* **The problem**: Can you arrange the lines below as a two-column CSV headed "text" and "answer", giving one row to each "Target:" line together with the sentence after it? Put that wording in the first quoted field, the marker coordinates in the second, and line breaks turned into spaces; leave the pictures out.

* **Data entries**:
::::
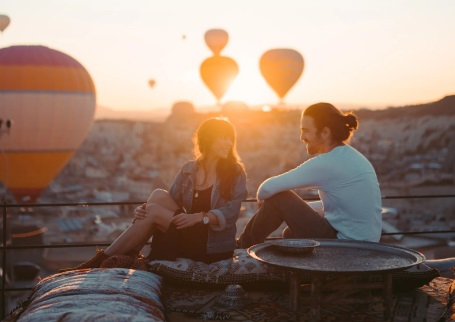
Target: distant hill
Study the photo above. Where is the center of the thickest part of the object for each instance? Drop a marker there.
(445, 106)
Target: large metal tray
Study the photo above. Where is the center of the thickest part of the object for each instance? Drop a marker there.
(341, 256)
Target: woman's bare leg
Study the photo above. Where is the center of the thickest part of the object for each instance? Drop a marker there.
(160, 209)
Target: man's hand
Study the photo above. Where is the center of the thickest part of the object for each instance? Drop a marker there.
(139, 213)
(187, 220)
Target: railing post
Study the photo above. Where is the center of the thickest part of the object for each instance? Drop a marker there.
(4, 263)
::::
* **Response**:
text,answer
"Target: distant hill Study the photo above. Where is the center of the thickest part of the object for each instance? Drop a marker there.","(445, 106)"
"Target: large metal tray Study the photo above. Where is the center of the thickest part of the object for each instance? Drop a marker there.","(341, 256)"
"Target: woman's bare leg Study the photo above. Where is the center of the thickest part of the object for each instance? Drop a marker there.","(160, 209)"
"Target: man's hand Study the photo above. Where is the center of the thickest part of the object for each instance? Drop a marker there.","(139, 213) (187, 220)"
"Target: railing post Study the photo above. Where is the center of the thickest part of the object for each instance? Drop a marker there.","(4, 263)"